Tally how many lines in the items below contain the word "roof". Reply with that number only.

(Items for identifying locations)
==============================

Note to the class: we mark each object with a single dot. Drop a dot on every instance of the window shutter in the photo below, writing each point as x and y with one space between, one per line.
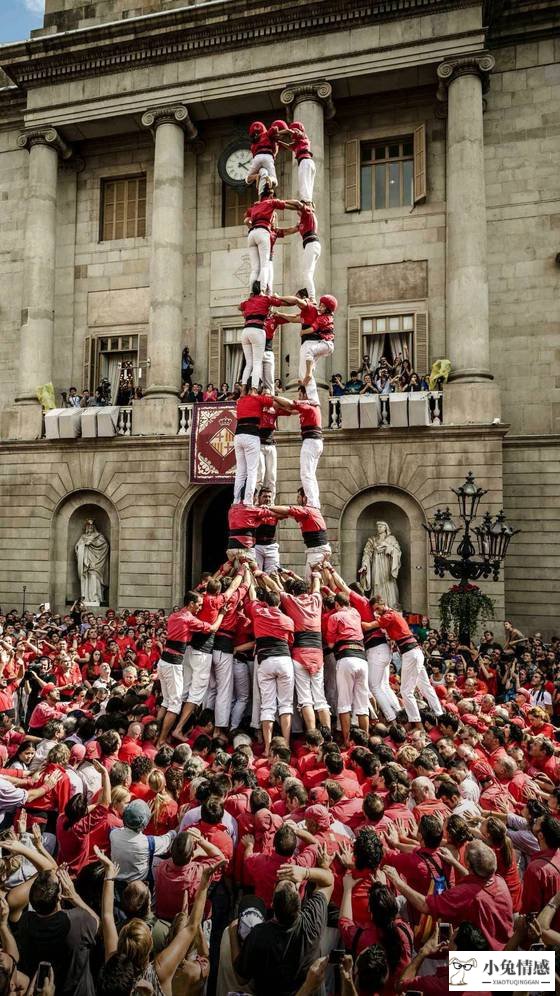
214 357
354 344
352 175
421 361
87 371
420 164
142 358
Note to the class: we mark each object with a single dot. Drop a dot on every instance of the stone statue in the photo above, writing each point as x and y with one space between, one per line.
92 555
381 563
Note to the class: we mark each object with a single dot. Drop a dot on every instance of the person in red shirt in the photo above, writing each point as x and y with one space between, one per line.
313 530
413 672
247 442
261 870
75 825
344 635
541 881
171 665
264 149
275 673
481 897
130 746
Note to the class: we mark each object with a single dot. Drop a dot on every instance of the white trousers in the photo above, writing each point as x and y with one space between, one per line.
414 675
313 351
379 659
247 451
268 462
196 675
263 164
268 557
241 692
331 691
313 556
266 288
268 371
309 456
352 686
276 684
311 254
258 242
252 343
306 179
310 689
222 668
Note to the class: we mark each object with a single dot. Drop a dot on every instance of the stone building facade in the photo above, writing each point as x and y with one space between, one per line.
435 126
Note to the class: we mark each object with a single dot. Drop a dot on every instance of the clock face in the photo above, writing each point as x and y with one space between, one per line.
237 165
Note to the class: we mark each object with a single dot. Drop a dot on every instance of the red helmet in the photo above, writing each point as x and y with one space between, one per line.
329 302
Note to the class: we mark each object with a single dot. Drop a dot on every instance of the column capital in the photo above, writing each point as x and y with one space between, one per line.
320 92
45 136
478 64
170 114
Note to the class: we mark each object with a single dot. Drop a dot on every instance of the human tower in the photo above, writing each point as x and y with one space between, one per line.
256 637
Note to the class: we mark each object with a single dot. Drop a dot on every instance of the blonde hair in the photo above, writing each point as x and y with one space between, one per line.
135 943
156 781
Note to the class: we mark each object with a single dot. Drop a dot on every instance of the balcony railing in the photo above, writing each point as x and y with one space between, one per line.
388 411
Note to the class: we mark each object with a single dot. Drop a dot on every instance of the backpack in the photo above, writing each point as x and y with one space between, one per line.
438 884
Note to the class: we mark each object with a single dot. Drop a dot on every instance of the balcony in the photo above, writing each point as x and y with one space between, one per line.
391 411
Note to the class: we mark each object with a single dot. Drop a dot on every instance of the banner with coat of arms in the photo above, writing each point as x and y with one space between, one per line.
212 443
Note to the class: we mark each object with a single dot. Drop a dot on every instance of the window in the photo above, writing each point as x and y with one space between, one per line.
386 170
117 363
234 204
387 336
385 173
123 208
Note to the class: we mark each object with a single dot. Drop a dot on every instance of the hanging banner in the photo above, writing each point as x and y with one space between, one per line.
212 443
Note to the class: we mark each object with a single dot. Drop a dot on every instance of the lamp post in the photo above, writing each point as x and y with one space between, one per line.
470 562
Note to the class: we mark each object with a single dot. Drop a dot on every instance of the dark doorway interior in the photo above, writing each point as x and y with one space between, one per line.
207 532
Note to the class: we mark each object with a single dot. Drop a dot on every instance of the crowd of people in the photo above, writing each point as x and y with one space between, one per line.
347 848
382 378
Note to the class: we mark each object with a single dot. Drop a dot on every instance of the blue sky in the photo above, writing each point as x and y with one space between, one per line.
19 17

==============================

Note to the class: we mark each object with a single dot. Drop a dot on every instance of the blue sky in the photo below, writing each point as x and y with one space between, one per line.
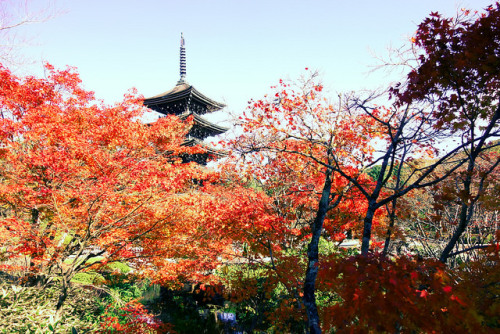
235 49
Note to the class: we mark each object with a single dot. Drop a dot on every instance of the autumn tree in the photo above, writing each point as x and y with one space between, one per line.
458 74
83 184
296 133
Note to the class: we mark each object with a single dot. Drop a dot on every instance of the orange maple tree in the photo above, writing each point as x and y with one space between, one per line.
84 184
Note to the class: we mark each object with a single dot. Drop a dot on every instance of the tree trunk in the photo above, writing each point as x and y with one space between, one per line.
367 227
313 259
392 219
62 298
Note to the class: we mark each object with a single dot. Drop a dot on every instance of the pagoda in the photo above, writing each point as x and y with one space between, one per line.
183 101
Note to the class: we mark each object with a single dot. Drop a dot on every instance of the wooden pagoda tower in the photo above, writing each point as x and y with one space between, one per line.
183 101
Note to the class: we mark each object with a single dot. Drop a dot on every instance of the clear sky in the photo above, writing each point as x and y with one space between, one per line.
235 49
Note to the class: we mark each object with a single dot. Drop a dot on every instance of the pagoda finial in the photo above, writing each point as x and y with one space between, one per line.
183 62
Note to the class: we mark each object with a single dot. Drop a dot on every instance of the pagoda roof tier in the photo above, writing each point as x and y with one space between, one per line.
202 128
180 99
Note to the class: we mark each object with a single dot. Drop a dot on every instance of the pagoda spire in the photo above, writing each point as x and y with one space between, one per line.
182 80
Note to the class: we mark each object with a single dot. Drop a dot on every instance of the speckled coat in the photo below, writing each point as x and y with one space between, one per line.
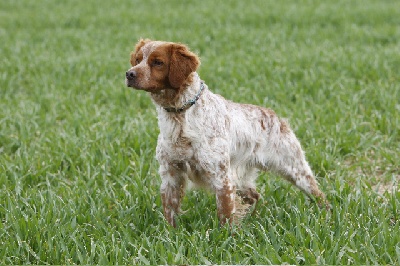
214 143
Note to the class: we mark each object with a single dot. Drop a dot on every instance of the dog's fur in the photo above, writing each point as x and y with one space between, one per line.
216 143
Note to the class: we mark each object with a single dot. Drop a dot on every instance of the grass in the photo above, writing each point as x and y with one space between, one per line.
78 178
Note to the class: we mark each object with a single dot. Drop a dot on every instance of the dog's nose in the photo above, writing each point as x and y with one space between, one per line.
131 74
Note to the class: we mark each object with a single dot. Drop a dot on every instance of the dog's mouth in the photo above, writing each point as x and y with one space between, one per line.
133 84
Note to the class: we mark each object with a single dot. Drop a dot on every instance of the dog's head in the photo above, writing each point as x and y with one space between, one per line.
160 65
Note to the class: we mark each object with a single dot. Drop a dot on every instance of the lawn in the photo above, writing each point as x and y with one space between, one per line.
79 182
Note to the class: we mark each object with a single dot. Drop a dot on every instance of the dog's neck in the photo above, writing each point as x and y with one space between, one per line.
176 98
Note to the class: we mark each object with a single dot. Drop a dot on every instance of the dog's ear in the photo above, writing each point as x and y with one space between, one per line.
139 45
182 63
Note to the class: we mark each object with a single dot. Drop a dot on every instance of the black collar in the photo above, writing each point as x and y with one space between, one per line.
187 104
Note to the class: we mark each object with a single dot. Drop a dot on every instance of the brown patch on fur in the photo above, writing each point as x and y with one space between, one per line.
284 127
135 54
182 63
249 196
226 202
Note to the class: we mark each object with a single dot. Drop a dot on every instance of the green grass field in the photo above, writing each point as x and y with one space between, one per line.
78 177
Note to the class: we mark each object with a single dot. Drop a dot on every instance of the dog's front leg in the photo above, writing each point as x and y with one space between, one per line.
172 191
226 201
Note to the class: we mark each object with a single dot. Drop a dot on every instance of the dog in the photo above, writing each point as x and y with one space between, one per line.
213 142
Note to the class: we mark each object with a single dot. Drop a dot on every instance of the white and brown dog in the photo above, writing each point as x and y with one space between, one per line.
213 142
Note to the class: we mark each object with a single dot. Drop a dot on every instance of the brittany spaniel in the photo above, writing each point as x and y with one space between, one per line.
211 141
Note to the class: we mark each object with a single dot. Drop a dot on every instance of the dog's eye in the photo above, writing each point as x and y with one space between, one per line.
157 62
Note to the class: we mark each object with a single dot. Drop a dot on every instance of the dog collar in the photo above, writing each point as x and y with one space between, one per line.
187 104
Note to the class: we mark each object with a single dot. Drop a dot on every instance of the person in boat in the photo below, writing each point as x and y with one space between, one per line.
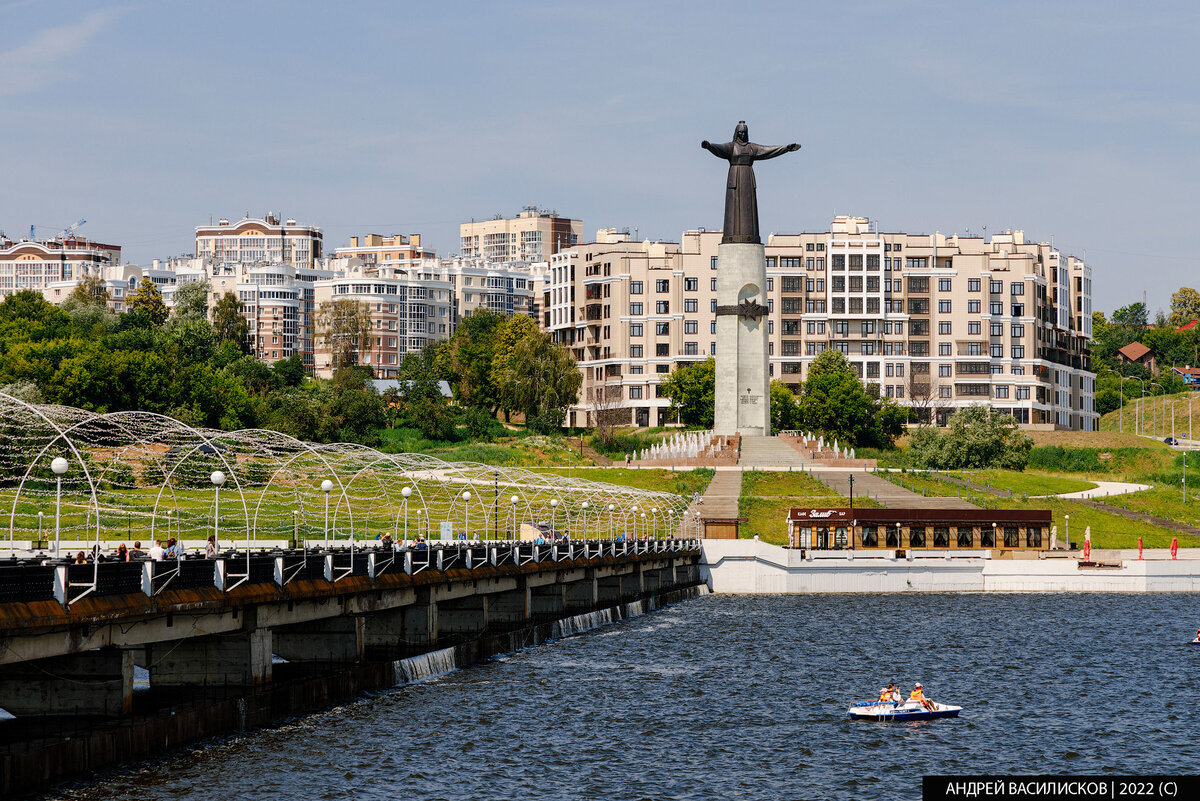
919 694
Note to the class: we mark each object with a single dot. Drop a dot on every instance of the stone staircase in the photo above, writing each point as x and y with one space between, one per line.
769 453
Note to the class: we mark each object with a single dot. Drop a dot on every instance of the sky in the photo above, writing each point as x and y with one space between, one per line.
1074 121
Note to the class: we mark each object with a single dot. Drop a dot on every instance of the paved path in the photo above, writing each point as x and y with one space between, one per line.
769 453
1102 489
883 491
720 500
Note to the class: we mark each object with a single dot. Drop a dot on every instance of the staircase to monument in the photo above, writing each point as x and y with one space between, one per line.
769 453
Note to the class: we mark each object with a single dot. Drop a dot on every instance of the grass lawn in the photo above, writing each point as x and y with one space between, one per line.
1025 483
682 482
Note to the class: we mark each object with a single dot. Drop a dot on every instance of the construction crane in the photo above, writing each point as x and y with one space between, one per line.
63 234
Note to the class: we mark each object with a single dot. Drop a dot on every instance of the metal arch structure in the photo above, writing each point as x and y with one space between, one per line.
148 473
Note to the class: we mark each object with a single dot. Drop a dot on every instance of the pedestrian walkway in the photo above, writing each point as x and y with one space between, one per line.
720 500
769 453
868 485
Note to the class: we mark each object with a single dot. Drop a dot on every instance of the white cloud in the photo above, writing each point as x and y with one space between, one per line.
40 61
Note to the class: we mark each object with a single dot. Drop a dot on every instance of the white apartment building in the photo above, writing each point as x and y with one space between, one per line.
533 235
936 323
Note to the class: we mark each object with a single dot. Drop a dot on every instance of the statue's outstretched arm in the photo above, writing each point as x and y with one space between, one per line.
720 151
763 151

==============================

**EXERCISE RESULT**
1